_EXERCISE AIM_:
Reproduce the data from the line containing "Where can the kangaroo" through the end of the data, changing "brown dirt ground" to "sandy soil" and leaving everything else unchanged. Give only those lines.

_DATA LISTING_:
(begin)

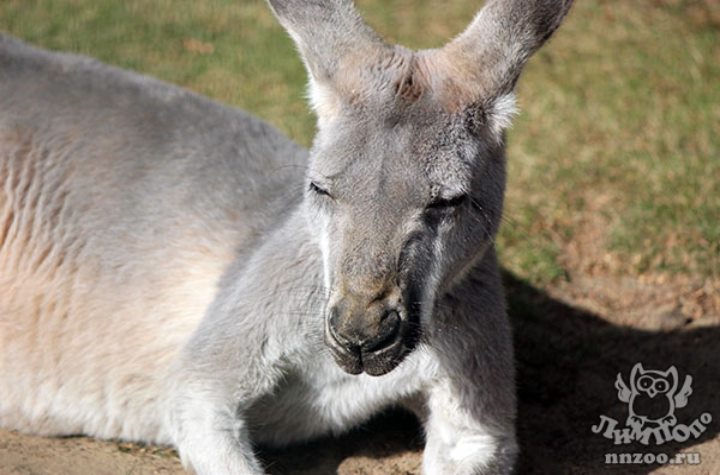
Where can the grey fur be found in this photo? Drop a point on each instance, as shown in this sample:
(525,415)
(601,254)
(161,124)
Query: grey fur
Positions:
(371,254)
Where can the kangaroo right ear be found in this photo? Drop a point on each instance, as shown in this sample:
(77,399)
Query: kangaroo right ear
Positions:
(336,47)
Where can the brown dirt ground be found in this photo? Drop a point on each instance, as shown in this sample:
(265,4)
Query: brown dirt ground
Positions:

(end)

_SOLUTION TO THIS EXERCISE_:
Where can the kangaroo right ear be found in this photo? Drop a point on each instance, as shown in this sample:
(77,399)
Query: kangaroo right ear
Positions:
(336,47)
Where can the sandy soil be found in this photo? Drop a point on each instance, as shown in this sample:
(265,4)
Query: sandy soil
Positions:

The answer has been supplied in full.